## Task to complete
Take the entries below and reproduce them word for word.

▶

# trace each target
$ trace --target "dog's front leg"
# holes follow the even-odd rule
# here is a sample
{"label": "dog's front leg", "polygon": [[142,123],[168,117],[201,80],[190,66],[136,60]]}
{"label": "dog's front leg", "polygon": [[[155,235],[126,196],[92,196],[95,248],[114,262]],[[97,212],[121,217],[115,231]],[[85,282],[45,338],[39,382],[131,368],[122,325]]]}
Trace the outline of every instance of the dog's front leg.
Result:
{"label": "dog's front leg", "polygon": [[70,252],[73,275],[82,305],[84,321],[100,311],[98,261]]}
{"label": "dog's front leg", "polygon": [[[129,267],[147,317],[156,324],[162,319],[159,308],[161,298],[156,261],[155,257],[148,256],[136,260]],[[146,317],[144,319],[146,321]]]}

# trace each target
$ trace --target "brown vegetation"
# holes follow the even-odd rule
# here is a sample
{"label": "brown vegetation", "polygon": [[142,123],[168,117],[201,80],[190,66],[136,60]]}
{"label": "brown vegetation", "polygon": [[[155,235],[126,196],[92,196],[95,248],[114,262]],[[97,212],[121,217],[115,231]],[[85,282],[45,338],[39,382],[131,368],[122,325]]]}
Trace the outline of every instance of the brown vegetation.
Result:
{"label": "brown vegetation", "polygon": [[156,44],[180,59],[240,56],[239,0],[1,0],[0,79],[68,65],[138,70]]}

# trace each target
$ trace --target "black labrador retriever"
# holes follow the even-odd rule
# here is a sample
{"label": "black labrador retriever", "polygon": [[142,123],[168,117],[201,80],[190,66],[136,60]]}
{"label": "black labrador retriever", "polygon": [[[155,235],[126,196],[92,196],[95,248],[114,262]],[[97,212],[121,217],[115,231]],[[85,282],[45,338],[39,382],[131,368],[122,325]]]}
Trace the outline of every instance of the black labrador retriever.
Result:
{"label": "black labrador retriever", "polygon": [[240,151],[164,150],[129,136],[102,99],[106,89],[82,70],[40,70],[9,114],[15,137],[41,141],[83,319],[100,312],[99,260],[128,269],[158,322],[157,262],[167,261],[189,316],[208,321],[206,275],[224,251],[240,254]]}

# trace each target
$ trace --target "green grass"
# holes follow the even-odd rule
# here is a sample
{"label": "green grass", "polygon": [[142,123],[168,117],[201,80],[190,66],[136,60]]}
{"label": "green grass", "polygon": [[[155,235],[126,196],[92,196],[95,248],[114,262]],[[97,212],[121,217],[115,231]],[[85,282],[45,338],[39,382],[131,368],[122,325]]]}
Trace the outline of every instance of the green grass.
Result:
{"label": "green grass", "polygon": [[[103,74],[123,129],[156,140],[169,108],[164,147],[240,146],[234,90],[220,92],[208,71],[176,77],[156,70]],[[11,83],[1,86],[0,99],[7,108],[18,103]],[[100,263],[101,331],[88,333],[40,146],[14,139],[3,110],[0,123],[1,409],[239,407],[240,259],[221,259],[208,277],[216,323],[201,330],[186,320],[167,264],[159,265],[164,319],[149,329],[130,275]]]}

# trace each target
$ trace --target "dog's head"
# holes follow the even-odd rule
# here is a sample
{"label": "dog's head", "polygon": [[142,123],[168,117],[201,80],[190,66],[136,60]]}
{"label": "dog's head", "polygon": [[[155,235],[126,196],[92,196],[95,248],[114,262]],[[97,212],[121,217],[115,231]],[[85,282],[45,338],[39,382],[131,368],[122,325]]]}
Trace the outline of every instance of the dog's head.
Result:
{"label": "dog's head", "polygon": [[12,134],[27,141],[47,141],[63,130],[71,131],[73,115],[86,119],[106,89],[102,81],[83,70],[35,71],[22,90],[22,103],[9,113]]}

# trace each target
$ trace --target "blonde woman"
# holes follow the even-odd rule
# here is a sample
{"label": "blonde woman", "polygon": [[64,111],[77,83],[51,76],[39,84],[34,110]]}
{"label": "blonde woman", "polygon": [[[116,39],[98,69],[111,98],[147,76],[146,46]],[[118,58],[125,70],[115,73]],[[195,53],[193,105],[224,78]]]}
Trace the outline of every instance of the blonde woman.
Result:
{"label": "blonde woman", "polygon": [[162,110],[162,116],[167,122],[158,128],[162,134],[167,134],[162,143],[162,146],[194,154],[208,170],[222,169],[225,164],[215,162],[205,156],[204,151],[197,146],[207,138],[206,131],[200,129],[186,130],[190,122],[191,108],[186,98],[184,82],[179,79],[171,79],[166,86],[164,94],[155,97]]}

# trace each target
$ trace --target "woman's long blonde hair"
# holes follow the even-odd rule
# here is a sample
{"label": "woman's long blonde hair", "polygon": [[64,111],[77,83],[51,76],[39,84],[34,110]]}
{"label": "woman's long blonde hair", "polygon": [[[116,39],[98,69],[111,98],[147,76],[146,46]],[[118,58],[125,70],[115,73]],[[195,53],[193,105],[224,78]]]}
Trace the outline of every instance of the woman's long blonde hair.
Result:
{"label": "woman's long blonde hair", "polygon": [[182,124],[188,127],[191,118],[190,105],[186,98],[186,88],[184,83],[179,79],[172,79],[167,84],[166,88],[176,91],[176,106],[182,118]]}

◀

## Answer to this exercise
# trace each target
$ trace --target "dog's front leg"
# holes follow the even-odd rule
# here is a sample
{"label": "dog's front leg", "polygon": [[142,123],[168,117],[201,80],[190,66],[136,60]]}
{"label": "dog's front leg", "polygon": [[[155,235],[126,196],[92,196],[95,248],[114,262]],[[97,212],[121,217],[115,231]],[[85,282],[45,338],[39,382],[131,368],[122,325]]]}
Trace the outline of every instance of the dog's front leg.
Result:
{"label": "dog's front leg", "polygon": [[70,252],[73,275],[82,305],[84,321],[100,311],[98,261]]}
{"label": "dog's front leg", "polygon": [[[129,267],[147,317],[156,324],[162,319],[159,308],[161,298],[156,261],[155,257],[148,256],[136,260]],[[146,317],[144,319],[146,321]]]}

# trace each target
$ trace --target "brown vegetation"
# holes follow the even-odd rule
# here is a sample
{"label": "brown vegetation", "polygon": [[142,123],[168,117],[201,80],[190,66],[136,60]]}
{"label": "brown vegetation", "polygon": [[[155,235],[126,196],[92,196],[95,248],[114,262]],[[97,212],[121,217],[115,231]],[[85,282],[45,338],[39,382],[131,368],[122,325]]]}
Trace the outline of every instance of the brown vegetation.
Result:
{"label": "brown vegetation", "polygon": [[156,44],[180,59],[240,56],[239,0],[1,0],[0,79],[68,65],[138,70]]}

# trace each target
$ trace --target "black labrador retriever"
# holes follow the even-odd rule
# here is a sample
{"label": "black labrador retriever", "polygon": [[142,123],[168,117],[201,80],[190,66],[136,60]]}
{"label": "black labrador retriever", "polygon": [[[155,235],[126,196],[92,196],[95,248],[114,262]],[[97,212],[121,217],[115,231]],[[85,282],[45,338],[39,382],[131,368],[122,325]]]}
Trace the outline of every instance of the black labrador retriever.
Result:
{"label": "black labrador retriever", "polygon": [[240,151],[164,150],[129,136],[102,99],[106,89],[82,70],[40,70],[9,114],[15,137],[41,141],[83,319],[100,312],[99,260],[128,269],[158,322],[157,262],[167,261],[189,316],[208,321],[206,275],[224,251],[240,254]]}

# trace each target
$ trace --target "green grass"
# holes follow the even-odd rule
# here is a sample
{"label": "green grass", "polygon": [[142,123],[168,117],[201,80],[190,66],[136,60]]}
{"label": "green grass", "polygon": [[[155,235],[126,196],[92,196],[95,248],[114,262]],[[97,212],[121,217],[115,231]],[[85,282],[45,338],[39,382],[131,368],[122,325]]]}
Trace the outline of every instance of the green grass.
Result:
{"label": "green grass", "polygon": [[[103,74],[123,129],[156,140],[169,108],[164,147],[240,146],[234,90],[220,92],[208,71],[176,77],[156,70]],[[11,83],[1,86],[0,99],[7,108],[18,103]],[[100,263],[101,331],[88,333],[40,146],[14,139],[3,110],[0,123],[1,409],[239,407],[240,259],[221,259],[208,277],[216,323],[201,330],[186,320],[167,264],[159,265],[164,319],[149,329],[130,275]]]}

# trace each target
$ trace --target "dog's head"
# holes follow the even-odd rule
# here is a sample
{"label": "dog's head", "polygon": [[142,123],[168,117],[201,80],[190,66],[136,60]]}
{"label": "dog's head", "polygon": [[[155,235],[126,196],[92,196],[95,248],[114,262]],[[97,212],[121,217],[115,231]],[[85,282],[45,338],[39,382],[131,368],[122,325]]]}
Trace the outline of every instance of the dog's head.
Result:
{"label": "dog's head", "polygon": [[12,134],[27,141],[47,141],[63,130],[71,131],[73,115],[86,119],[106,89],[102,81],[83,70],[35,71],[22,90],[22,103],[9,113]]}

# trace each target
$ trace --target "blonde woman"
# holes follow the even-odd rule
# here is a sample
{"label": "blonde woman", "polygon": [[64,111],[77,83],[51,76],[39,84],[34,110]]}
{"label": "blonde woman", "polygon": [[[116,39],[98,69],[111,98],[147,76],[146,46]],[[118,58],[125,70],[115,73]],[[195,53],[193,105],[224,78]]]}
Trace the outline of every instance of the blonde woman.
Result:
{"label": "blonde woman", "polygon": [[162,110],[162,116],[167,122],[158,128],[162,134],[167,134],[162,143],[162,146],[194,154],[208,170],[222,169],[225,164],[215,162],[205,156],[204,151],[197,146],[207,138],[206,131],[200,129],[186,130],[190,122],[191,108],[186,98],[184,82],[179,79],[171,79],[166,86],[164,94],[155,97]]}

# trace each target
$ trace --target "woman's long blonde hair"
# holes follow the even-odd rule
# here is a sample
{"label": "woman's long blonde hair", "polygon": [[64,111],[77,83],[51,76],[39,84],[34,110]]}
{"label": "woman's long blonde hair", "polygon": [[[116,39],[98,69],[111,98],[147,76],[146,46]],[[118,58],[125,70],[115,73]],[[195,53],[193,105],[224,78]]]}
Trace the outline of every instance of the woman's long blonde hair.
Result:
{"label": "woman's long blonde hair", "polygon": [[182,124],[188,127],[191,118],[190,105],[186,98],[186,88],[184,83],[179,79],[172,79],[167,84],[166,88],[176,91],[176,106],[182,118]]}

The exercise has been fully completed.